## REQUIRED WORK
Output the material below line for line, leaving every character unchanged.

## DATA SUPPLIED

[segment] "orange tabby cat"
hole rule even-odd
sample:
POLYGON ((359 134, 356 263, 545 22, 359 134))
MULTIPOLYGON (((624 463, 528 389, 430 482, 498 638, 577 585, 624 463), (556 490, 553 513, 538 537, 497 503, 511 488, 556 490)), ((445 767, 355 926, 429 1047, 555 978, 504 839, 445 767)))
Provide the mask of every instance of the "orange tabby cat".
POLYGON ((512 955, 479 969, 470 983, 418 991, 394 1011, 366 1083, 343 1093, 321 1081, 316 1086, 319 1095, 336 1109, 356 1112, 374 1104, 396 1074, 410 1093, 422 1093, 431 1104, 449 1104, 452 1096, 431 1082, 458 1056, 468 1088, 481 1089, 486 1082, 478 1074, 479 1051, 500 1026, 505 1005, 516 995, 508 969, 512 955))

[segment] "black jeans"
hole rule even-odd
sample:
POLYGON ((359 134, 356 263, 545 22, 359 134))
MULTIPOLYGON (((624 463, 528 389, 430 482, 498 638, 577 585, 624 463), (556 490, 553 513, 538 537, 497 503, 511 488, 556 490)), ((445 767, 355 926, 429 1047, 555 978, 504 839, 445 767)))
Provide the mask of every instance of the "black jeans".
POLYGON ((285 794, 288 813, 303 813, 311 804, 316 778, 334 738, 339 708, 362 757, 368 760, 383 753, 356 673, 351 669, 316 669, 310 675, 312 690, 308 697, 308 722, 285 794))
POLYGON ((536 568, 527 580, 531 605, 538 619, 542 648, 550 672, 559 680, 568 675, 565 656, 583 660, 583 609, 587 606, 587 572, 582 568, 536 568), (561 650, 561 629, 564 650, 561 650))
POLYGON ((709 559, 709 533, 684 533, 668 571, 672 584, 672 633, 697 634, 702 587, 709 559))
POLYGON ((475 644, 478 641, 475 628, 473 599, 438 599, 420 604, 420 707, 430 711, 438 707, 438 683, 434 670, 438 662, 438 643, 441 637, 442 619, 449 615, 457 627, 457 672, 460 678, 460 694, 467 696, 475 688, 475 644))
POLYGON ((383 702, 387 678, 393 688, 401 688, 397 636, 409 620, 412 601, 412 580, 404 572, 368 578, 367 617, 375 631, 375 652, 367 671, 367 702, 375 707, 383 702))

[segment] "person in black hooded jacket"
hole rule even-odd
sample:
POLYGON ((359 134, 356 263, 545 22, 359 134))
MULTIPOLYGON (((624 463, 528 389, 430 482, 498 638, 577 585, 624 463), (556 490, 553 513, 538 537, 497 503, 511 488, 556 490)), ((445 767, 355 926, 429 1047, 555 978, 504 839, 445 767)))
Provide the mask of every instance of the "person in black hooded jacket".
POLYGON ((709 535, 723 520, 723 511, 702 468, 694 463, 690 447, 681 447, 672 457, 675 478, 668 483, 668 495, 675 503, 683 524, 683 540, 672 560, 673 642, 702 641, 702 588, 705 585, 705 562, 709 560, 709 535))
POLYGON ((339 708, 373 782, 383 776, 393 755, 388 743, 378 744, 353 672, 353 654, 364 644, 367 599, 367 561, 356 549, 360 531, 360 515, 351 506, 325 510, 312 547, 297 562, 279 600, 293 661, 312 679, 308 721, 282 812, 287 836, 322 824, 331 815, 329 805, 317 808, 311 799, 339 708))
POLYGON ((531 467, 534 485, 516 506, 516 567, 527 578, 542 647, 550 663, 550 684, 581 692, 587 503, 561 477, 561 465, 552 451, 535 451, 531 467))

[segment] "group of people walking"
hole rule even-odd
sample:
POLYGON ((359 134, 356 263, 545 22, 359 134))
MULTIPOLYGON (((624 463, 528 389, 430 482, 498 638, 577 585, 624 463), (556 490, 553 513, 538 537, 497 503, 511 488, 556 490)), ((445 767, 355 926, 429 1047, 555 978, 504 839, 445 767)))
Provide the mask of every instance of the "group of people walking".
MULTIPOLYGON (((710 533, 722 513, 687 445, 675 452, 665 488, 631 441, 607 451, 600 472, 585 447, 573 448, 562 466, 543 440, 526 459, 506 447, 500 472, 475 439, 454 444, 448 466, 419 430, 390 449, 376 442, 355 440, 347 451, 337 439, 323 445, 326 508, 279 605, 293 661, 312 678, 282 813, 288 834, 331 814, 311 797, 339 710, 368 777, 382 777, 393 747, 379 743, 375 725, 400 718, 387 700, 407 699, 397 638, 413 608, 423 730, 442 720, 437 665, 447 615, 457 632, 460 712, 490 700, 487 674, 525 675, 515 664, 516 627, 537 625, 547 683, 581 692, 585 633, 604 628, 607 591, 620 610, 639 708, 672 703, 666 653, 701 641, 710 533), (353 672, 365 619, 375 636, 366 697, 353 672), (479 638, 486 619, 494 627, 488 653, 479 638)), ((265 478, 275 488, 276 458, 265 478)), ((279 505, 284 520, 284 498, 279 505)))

## SOLUTION TO THE PROBLEM
[segment] "orange tabby cat"
hole rule even-odd
sample:
POLYGON ((359 134, 356 263, 545 22, 359 134))
MULTIPOLYGON (((624 463, 528 389, 430 482, 498 638, 577 585, 624 463), (556 490, 553 513, 538 537, 497 503, 511 488, 556 490)), ((445 767, 355 926, 429 1047, 555 978, 504 839, 445 767)))
Provide the mask of every instance of the "orange tabby cat".
POLYGON ((512 955, 479 969, 470 983, 418 991, 394 1011, 366 1083, 343 1093, 321 1081, 316 1086, 319 1095, 336 1109, 356 1112, 374 1104, 396 1074, 410 1093, 422 1093, 431 1104, 449 1104, 452 1096, 431 1082, 458 1056, 468 1088, 481 1089, 486 1082, 478 1074, 479 1051, 500 1026, 505 1005, 516 995, 508 969, 512 955))

[segment] "black jeans"
hole rule even-odd
sample:
POLYGON ((359 134, 356 263, 545 22, 359 134))
MULTIPOLYGON (((624 463, 528 389, 430 482, 498 638, 577 585, 624 463), (556 490, 553 513, 538 537, 497 503, 511 488, 556 490)), ((445 767, 355 926, 429 1047, 555 978, 504 839, 445 767)))
Provide the mask of every instance of the "black jeans".
POLYGON ((285 794, 288 813, 303 813, 311 804, 316 778, 334 738, 339 708, 362 757, 368 760, 383 753, 356 673, 351 669, 316 669, 310 675, 312 690, 308 697, 308 722, 285 794))
POLYGON ((536 568, 527 580, 531 605, 538 619, 542 648, 550 672, 559 680, 568 675, 565 656, 583 660, 583 609, 587 606, 587 572, 582 568, 536 568), (561 650, 561 629, 564 650, 561 650))
POLYGON ((709 559, 709 533, 684 533, 668 571, 672 584, 672 633, 697 634, 702 587, 709 559))
POLYGON ((475 644, 478 641, 475 628, 473 599, 438 599, 420 604, 420 707, 430 711, 438 707, 438 683, 434 670, 438 662, 438 643, 441 637, 442 619, 449 615, 457 627, 457 672, 460 678, 460 694, 467 696, 475 688, 475 644))
POLYGON ((383 702, 387 678, 393 688, 401 688, 397 636, 409 620, 412 601, 412 580, 404 572, 368 578, 367 617, 375 631, 375 652, 367 671, 367 702, 375 707, 383 702))

[segment] "person in black hooded jacket"
hole rule even-odd
sample:
POLYGON ((359 134, 356 263, 545 22, 359 134))
MULTIPOLYGON (((624 463, 528 389, 430 482, 498 638, 577 585, 624 463), (556 490, 553 513, 538 537, 497 503, 511 488, 556 490)), ((445 767, 355 926, 429 1047, 555 978, 504 839, 445 767)))
Provide the mask of every instance of the "person in black hooded jacket".
POLYGON ((709 535, 723 520, 723 511, 702 468, 694 463, 690 447, 681 447, 672 457, 675 478, 668 483, 668 495, 675 503, 683 524, 683 540, 672 560, 673 642, 702 641, 702 588, 705 585, 705 562, 709 560, 709 535))
POLYGON ((339 708, 373 782, 383 776, 393 755, 388 743, 378 744, 353 672, 353 654, 364 644, 367 599, 367 561, 356 549, 360 531, 360 515, 351 506, 325 510, 312 547, 297 562, 279 600, 293 661, 312 679, 308 721, 282 812, 287 836, 322 824, 331 815, 329 805, 317 808, 311 799, 339 708))
POLYGON ((531 467, 534 485, 516 506, 516 567, 527 578, 542 647, 550 663, 550 684, 581 692, 587 503, 561 477, 561 465, 552 451, 535 451, 531 467))

[segment] "group of people walking"
hole rule even-odd
sample:
POLYGON ((359 134, 356 263, 545 22, 359 134))
MULTIPOLYGON (((624 463, 528 389, 430 482, 498 638, 577 585, 624 463), (556 490, 553 513, 538 537, 497 503, 511 488, 556 490)), ((445 767, 355 926, 429 1047, 555 978, 504 839, 445 767)))
Provide the mask of every instance of the "group of people walking".
MULTIPOLYGON (((710 533, 722 513, 687 445, 675 452, 665 488, 631 441, 607 451, 600 472, 585 447, 573 448, 562 466, 543 440, 526 459, 506 447, 500 472, 475 439, 454 444, 448 466, 419 430, 390 449, 376 442, 355 440, 347 451, 337 439, 323 445, 326 508, 279 605, 293 661, 312 678, 282 813, 288 834, 331 814, 311 797, 339 710, 368 777, 382 777, 393 747, 379 743, 375 725, 400 718, 387 700, 407 699, 397 638, 413 608, 423 730, 442 720, 437 665, 447 615, 457 632, 460 712, 490 700, 487 674, 525 675, 515 664, 516 627, 537 625, 547 683, 581 692, 585 633, 604 628, 607 591, 620 610, 639 708, 672 703, 666 653, 701 641, 710 533), (353 672, 365 619, 375 636, 366 697, 353 672), (479 638, 486 619, 494 627, 488 653, 479 638)), ((265 478, 275 488, 276 458, 265 478)), ((279 505, 284 520, 284 498, 279 505)))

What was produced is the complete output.